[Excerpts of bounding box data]
┏━━

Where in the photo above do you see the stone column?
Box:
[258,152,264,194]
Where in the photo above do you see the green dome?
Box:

┗━━

- Required work: Rewrite every line of the data above, substituting "Region" for "Box" and leaving everything else as it is.

- Exercise response:
Where in the photo above do you see the stone column?
Region:
[258,152,264,194]
Where in the photo above do you see the green dome?
Region:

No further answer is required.